You are to retype all of the data exactly as it appears.

_Working data:_
###

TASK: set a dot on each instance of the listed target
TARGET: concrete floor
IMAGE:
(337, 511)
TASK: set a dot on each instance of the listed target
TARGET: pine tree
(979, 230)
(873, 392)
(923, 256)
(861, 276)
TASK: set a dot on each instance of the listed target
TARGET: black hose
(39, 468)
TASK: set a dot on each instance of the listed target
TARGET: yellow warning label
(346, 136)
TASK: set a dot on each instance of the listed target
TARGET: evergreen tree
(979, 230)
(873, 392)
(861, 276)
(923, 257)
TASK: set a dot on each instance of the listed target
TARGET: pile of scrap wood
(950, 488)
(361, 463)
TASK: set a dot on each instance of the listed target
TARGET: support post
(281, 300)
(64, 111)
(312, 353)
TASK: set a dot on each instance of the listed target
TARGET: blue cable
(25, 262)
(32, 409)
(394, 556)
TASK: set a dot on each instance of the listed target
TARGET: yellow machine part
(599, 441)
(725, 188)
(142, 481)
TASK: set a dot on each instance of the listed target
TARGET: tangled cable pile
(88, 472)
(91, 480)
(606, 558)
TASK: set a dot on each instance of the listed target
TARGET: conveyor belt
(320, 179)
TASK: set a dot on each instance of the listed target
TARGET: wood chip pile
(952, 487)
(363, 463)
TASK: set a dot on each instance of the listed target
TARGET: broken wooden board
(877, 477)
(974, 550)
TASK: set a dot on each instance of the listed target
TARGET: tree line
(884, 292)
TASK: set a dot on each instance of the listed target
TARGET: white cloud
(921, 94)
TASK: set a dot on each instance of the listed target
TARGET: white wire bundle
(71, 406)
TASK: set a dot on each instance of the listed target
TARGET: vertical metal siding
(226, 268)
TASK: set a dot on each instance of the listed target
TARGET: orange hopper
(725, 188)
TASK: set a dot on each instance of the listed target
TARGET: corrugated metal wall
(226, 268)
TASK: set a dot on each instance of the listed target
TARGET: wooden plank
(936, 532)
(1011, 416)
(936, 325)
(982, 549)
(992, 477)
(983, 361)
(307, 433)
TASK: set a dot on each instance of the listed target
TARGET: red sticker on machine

###

_Written answer:_
TASK: set a dot on each instance of the listed target
TARGET: concrete floor
IMAGE:
(337, 511)
TASK: set a dot on each instance of the listed target
TARGET: pine tree
(979, 230)
(873, 392)
(923, 256)
(861, 276)
TASK: set a dot on each instance of the listed target
TARGET: black hose
(39, 468)
TASK: set a dot on each instance of the listed target
TARGET: yellow warning label
(346, 136)
TASK: set a dot on each instance of the listed target
TARGET: evergreen tree
(979, 230)
(873, 392)
(861, 276)
(923, 257)
TASK: set a dot on each instance of the listed target
TARGET: pile of scrap wood
(950, 488)
(361, 463)
TASK: set a dot on each instance of the listed target
TARGET: support post
(281, 300)
(64, 111)
(312, 353)
TASK: set a dot on each instance of the listed target
TARGET: blue cable
(25, 262)
(32, 409)
(394, 556)
TASK: set a dot on each instance of the listed target
TARGET: yellow machine part
(599, 441)
(725, 188)
(142, 481)
TASK: set a dot on each instance of the listed target
TARGET: tangled cable pile
(88, 472)
(91, 480)
(606, 558)
TASK: set a dot on each instance of the listed target
TARGET: conveyor belt
(320, 179)
TASK: set a dot on each instance of the listed target
TARGET: wood chip pile
(952, 487)
(363, 463)
TASK: set a dot on each instance of the listed target
TARGET: broken wooden board
(877, 477)
(974, 550)
TASK: set a dot on each instance of the listed target
TARGET: tree line
(884, 292)
TASK: set a dot on each instance of the listed target
TARGET: white cloud
(921, 94)
TASK: set a dot on each instance of the listed target
TARGET: white wire bundle
(71, 406)
TASK: set a dot on each instance of the listed target
TARGET: vertical metal siding
(226, 268)
TASK: set a dot on each instance of the listed target
TARGET: orange hopper
(725, 188)
TASK: set a dot on each instance of the listed target
TARGET: corrugated metal wall
(226, 268)
TASK: set a dot on each instance of the listed target
TARGET: wooden plank
(936, 532)
(1011, 416)
(936, 325)
(982, 549)
(992, 477)
(983, 361)
(307, 433)
TASK: set a dot on each instance of the listed target
TARGET: red sticker on machine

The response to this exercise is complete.